■ Directive ■
Render the listing below as a numbered list of its lines, skipping blank lines and leaving the pictures out of your answer.

>>>>

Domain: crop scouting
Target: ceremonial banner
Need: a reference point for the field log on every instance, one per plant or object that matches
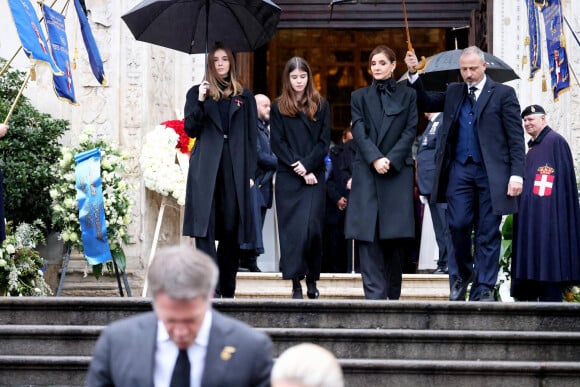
(535, 38)
(55, 26)
(30, 33)
(556, 43)
(91, 45)
(91, 206)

<<<<

■ Result ■
1. Domain: crop scouting
2. Target: ceremonial banner
3. Need: a reference point for the field log on every instance, one per plant or object that matches
4. (535, 38)
5. (55, 26)
6. (30, 33)
7. (556, 43)
8. (91, 45)
9. (91, 206)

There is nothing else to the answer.